TASK DETAILS ▸ Rewrite the records from the start through the line containing "[241,332,254,375]", with both ends included and the request kept as it is. Multiply every coordinate in the answers by 1.9 and round each result to a whole number, with halves rounding up.

[EXERCISE MATERIALS start]

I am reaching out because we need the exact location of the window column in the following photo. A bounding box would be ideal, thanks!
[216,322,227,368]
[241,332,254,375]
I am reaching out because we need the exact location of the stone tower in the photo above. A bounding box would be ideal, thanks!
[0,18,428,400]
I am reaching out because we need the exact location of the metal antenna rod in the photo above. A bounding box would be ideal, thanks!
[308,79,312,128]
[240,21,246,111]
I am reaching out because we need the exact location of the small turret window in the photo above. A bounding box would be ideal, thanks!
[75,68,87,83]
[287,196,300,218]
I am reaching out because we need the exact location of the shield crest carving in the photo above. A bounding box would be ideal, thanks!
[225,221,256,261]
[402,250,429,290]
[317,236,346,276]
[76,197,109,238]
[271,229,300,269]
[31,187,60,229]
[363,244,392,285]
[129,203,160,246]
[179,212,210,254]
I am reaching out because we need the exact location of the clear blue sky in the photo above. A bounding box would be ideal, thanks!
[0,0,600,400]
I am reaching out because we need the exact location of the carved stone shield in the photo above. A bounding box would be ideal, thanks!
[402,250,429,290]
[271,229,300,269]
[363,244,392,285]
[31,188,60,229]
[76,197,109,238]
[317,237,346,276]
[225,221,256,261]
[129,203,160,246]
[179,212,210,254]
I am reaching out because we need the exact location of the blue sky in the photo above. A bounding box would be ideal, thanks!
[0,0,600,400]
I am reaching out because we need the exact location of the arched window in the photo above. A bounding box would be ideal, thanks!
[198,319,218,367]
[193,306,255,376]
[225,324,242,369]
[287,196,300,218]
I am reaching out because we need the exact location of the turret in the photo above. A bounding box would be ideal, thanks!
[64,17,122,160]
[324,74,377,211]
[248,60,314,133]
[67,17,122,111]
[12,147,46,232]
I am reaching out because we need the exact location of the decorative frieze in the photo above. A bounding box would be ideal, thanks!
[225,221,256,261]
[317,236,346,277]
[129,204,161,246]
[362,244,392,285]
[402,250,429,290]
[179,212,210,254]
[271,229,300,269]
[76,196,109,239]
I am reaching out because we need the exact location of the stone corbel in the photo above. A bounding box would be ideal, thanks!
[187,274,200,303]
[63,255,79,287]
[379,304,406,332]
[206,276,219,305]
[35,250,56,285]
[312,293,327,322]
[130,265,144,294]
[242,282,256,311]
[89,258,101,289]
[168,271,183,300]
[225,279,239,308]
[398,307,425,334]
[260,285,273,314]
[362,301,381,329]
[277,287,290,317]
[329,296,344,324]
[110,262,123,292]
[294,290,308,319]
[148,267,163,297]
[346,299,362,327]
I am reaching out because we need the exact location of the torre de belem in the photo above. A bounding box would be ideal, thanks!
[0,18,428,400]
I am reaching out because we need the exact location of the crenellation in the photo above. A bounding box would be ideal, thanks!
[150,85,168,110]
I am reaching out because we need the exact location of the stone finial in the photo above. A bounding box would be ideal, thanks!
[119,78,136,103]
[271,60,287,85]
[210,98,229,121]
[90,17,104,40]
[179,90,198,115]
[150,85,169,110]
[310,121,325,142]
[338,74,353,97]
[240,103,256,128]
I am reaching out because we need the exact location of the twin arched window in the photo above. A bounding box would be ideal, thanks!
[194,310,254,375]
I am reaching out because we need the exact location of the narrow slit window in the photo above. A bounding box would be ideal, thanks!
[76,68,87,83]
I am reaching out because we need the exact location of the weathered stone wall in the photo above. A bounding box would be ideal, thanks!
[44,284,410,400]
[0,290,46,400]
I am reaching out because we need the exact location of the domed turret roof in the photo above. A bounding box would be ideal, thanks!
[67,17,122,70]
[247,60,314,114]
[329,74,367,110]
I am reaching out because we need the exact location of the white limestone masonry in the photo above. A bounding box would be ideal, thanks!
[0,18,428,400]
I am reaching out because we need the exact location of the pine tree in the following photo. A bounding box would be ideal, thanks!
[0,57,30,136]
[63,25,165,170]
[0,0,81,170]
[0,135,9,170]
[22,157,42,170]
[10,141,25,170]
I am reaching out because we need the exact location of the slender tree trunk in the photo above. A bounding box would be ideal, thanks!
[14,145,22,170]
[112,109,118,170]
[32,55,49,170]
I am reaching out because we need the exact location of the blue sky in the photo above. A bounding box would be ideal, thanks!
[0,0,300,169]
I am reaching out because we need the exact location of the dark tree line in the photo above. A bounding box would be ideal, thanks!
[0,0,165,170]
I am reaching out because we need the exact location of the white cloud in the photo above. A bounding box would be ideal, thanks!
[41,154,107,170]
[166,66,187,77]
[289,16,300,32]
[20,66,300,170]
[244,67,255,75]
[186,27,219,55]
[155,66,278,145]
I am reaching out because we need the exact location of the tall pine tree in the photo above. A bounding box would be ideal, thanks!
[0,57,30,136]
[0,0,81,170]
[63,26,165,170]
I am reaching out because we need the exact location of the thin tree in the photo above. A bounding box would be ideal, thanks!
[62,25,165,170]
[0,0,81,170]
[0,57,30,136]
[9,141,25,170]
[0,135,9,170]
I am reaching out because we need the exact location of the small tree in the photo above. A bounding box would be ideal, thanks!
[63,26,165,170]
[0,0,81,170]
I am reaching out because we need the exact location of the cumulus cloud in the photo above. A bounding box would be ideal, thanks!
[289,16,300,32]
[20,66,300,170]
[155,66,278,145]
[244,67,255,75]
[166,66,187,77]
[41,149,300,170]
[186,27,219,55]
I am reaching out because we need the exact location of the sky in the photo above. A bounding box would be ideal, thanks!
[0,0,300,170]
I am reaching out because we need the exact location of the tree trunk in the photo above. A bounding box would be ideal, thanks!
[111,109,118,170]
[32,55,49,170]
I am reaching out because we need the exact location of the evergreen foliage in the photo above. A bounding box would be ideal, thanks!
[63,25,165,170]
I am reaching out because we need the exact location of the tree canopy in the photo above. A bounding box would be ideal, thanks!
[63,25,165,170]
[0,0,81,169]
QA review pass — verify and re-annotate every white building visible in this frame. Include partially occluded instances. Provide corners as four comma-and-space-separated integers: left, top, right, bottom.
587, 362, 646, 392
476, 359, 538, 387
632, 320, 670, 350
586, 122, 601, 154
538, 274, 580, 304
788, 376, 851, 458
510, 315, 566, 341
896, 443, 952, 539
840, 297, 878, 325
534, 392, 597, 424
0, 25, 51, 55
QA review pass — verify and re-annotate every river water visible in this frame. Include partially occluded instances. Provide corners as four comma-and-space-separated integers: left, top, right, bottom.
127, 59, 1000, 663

[EXERCISE MATERIALS end]

CORRECT RESPONSE ▸
I am reaching out because we need the exact location of the window column in the following photo. A bounding box would be ideal, thanks!
[410,612,431,699]
[458,631,483,713]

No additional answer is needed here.